### YOUR INSTRUCTIONS
Set down each record exactly as written.
--- SOURCE MATERIAL ---
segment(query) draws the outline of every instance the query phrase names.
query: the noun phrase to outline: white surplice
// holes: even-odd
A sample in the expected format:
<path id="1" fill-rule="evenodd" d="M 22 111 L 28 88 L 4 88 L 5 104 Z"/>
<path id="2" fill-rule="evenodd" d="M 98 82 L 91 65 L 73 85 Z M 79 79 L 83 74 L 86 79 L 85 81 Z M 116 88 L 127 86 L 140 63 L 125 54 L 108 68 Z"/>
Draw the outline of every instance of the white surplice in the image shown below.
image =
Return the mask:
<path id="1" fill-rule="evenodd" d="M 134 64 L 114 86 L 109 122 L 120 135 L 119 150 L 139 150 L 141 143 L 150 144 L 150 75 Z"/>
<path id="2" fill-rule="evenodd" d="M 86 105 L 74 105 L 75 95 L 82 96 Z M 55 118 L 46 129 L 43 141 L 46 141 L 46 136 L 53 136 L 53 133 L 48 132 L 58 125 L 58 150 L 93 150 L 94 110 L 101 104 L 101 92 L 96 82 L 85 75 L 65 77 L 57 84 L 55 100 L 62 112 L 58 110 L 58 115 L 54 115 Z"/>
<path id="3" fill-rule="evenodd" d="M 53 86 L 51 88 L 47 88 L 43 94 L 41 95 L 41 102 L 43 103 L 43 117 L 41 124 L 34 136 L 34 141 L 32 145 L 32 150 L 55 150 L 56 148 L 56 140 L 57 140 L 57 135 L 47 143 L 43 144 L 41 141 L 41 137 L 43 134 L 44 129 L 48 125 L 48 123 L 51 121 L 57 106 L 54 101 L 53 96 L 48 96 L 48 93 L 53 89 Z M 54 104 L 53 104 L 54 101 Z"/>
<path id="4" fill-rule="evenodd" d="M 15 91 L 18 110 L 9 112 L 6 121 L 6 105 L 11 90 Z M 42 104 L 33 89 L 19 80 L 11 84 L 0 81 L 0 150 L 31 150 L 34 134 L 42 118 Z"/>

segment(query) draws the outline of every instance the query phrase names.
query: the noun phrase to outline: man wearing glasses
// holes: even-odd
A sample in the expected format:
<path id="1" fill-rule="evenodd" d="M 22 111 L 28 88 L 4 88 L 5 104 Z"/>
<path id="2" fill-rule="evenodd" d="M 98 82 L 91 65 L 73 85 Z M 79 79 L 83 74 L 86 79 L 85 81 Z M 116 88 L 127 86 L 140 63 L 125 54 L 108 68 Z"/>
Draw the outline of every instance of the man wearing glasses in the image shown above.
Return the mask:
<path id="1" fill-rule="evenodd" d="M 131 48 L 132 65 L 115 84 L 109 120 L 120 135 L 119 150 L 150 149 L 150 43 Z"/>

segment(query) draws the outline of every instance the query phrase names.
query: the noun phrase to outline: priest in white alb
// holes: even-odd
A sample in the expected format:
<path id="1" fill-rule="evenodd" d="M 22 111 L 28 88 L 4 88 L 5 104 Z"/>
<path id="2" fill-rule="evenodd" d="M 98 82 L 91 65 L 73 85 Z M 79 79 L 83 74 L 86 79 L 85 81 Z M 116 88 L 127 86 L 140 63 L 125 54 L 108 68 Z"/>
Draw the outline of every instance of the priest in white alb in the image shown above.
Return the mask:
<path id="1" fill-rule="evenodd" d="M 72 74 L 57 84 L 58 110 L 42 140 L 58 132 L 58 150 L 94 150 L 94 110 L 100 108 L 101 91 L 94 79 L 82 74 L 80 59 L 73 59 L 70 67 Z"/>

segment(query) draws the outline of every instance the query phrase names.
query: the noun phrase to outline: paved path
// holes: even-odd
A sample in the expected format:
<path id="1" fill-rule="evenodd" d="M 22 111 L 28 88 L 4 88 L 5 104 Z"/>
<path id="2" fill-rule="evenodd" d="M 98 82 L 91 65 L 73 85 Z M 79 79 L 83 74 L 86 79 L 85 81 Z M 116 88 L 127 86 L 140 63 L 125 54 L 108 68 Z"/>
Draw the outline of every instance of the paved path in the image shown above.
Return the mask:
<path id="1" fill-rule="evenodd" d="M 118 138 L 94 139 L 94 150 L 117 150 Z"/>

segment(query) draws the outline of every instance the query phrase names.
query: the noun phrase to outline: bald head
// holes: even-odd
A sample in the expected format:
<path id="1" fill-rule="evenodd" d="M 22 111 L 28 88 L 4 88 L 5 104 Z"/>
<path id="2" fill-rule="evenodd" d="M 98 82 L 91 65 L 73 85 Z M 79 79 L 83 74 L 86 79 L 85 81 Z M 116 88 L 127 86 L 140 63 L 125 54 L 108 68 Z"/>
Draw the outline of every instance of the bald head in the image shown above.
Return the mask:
---
### WRITTEN REPLY
segment(query) draws the outline of every instance the query phrase names.
query: the noun phrase to outline: white surplice
// holes: even-odd
A sample in the expected format:
<path id="1" fill-rule="evenodd" d="M 22 111 L 28 88 L 4 88 L 5 104 Z"/>
<path id="2" fill-rule="evenodd" d="M 98 82 L 91 65 L 73 85 Z M 79 79 L 83 74 L 86 79 L 85 81 Z M 116 88 L 127 86 L 140 63 L 125 54 L 108 68 Z"/>
Draw the outline of every instance of the white surplice in the image shown below.
image =
Return the mask:
<path id="1" fill-rule="evenodd" d="M 134 64 L 114 86 L 109 122 L 120 135 L 119 150 L 139 150 L 141 143 L 150 144 L 150 75 Z"/>
<path id="2" fill-rule="evenodd" d="M 86 105 L 74 105 L 75 95 L 82 96 Z M 55 118 L 46 129 L 43 141 L 46 141 L 46 136 L 53 136 L 53 133 L 48 132 L 58 125 L 58 150 L 93 150 L 94 110 L 101 104 L 101 92 L 96 82 L 85 75 L 65 77 L 57 84 L 55 100 L 62 112 L 58 110 L 58 115 L 54 115 Z"/>
<path id="3" fill-rule="evenodd" d="M 53 86 L 51 88 L 47 88 L 43 94 L 41 95 L 41 102 L 43 103 L 43 117 L 41 124 L 34 136 L 34 141 L 32 145 L 32 150 L 55 150 L 56 148 L 56 140 L 57 140 L 57 135 L 47 143 L 43 144 L 41 141 L 41 137 L 43 134 L 44 129 L 48 125 L 48 123 L 51 121 L 57 106 L 54 101 L 53 96 L 48 96 L 48 93 L 53 89 Z M 54 104 L 53 104 L 54 101 Z"/>
<path id="4" fill-rule="evenodd" d="M 15 91 L 18 110 L 9 112 L 6 121 L 6 105 L 11 90 Z M 42 104 L 33 89 L 19 80 L 11 84 L 0 81 L 0 150 L 31 150 L 34 134 L 42 118 Z"/>

segment(query) draws the outline of every instance the query phrase names.
query: the noun phrase to outline: man wearing glasses
// holes: even-odd
A sample in the expected format:
<path id="1" fill-rule="evenodd" d="M 22 111 L 28 88 L 4 88 L 5 104 Z"/>
<path id="2" fill-rule="evenodd" d="M 98 82 L 91 65 L 73 85 Z M 79 79 L 83 74 L 86 79 L 85 81 Z M 116 88 L 127 86 L 140 63 L 125 54 L 108 68 Z"/>
Draw the outline of every instance of the man wearing glasses in the image shown above.
Return the mask:
<path id="1" fill-rule="evenodd" d="M 131 48 L 132 65 L 115 84 L 109 120 L 120 135 L 119 150 L 150 149 L 150 43 Z"/>

segment(query) draws the outline of every instance the query phrase names.
query: the noun phrase to outline: priest in white alb
// holes: even-odd
A sample in the expected format:
<path id="1" fill-rule="evenodd" d="M 22 111 L 28 88 L 4 88 L 5 104 Z"/>
<path id="2" fill-rule="evenodd" d="M 98 82 L 91 65 L 73 85 Z M 79 79 L 83 74 L 86 79 L 85 81 Z M 116 88 L 127 86 L 140 63 L 125 54 L 108 68 Z"/>
Draw the outline of every instance of the priest in white alb in the image shown above.
Return the mask:
<path id="1" fill-rule="evenodd" d="M 72 74 L 57 84 L 58 110 L 42 140 L 58 132 L 58 150 L 94 150 L 94 110 L 100 108 L 101 91 L 94 79 L 82 74 L 80 59 L 73 59 L 70 67 Z"/>

segment(query) draws the outline of every instance the query phrase names.
query: the noun phrase to outline: paved path
// holes: even-odd
A sample in the expected format:
<path id="1" fill-rule="evenodd" d="M 22 111 L 28 88 L 4 88 L 5 104 Z"/>
<path id="2" fill-rule="evenodd" d="M 98 82 L 91 65 L 73 85 Z M 79 79 L 83 74 L 86 79 L 85 81 Z M 116 88 L 127 86 L 140 63 L 125 54 L 108 68 Z"/>
Draw the outline of every instance of the paved path in the image shown above.
Return the mask:
<path id="1" fill-rule="evenodd" d="M 118 138 L 94 139 L 94 150 L 117 150 Z"/>

segment(query) draws the outline of every instance the query phrase names.
query: the noun phrase to outline: bald head
// holes: even-odd
A sample in the expected format:
<path id="1" fill-rule="evenodd" d="M 22 111 L 28 88 L 4 88 L 5 104 Z"/>
<path id="2" fill-rule="evenodd" d="M 98 82 L 91 65 L 73 85 Z M 79 79 L 83 74 L 86 79 L 85 81 Z M 116 88 L 127 86 L 140 63 L 125 54 L 108 68 Z"/>
Draw the outline of every instance of the bald head in the image shown above.
Return the mask:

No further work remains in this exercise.